--- Start Extracted information ---

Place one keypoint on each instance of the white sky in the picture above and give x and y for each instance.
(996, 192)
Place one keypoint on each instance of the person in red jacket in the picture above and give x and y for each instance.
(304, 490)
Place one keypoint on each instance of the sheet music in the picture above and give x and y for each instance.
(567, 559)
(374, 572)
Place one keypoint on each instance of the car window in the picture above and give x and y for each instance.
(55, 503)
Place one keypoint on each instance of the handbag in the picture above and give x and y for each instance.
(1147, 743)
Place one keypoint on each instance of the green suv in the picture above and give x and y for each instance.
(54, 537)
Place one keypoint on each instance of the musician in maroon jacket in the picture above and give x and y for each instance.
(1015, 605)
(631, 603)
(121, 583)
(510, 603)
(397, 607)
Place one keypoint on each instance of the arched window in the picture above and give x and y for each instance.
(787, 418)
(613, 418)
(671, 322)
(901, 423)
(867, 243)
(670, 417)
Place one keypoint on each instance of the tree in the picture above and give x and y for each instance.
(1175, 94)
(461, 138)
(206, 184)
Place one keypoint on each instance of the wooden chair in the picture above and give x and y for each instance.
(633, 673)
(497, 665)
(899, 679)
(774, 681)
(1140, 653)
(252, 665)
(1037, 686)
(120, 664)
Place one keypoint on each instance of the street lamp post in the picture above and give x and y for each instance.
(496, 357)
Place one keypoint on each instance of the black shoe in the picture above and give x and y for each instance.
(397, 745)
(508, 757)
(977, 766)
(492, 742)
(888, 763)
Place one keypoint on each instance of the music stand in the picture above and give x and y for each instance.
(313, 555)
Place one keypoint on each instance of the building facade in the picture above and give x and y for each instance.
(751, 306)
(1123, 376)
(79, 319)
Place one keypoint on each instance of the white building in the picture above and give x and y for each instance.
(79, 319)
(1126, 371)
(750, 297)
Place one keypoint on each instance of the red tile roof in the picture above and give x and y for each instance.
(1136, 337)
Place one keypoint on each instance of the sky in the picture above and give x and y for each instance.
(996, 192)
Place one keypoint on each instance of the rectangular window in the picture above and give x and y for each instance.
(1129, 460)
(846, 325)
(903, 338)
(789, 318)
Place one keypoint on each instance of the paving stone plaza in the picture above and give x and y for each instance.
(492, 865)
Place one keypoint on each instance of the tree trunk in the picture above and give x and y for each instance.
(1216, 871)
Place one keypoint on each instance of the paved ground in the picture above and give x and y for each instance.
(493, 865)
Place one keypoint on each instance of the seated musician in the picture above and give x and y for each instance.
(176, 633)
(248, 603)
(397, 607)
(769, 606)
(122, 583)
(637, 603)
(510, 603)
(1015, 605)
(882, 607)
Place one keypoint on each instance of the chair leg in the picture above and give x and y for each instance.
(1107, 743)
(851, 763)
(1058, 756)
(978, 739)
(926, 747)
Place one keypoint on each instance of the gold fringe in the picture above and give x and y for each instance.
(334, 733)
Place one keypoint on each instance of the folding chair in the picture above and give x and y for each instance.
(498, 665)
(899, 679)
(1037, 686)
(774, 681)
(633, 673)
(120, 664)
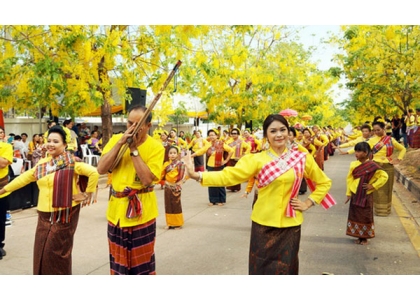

--- End Extracted information ---

**Work to be completed**
Please rewrite the rows from the first one through the line containing "(1147, 743)", with both ends included. Swap "handbag" for "purse" and keep everything else unchanged.

**Result below**
Place one keypoint on each instance of the white sky in the picture above and give x and y for each instance.
(996, 192)
Place one keypoint on each instance of the person in red jacket in the picture above and give x and y for each instance.
(304, 490)
Place one keypoint on each instance of the sheet music in the picture above and give x and y for each instance.
(567, 559)
(374, 572)
Place one keypoint on each instance of the car window in the picture above and give x and y for each instance.
(55, 503)
Place one keypoint on each instance of the purse in the picture above and give x and y for each instance.
(1147, 743)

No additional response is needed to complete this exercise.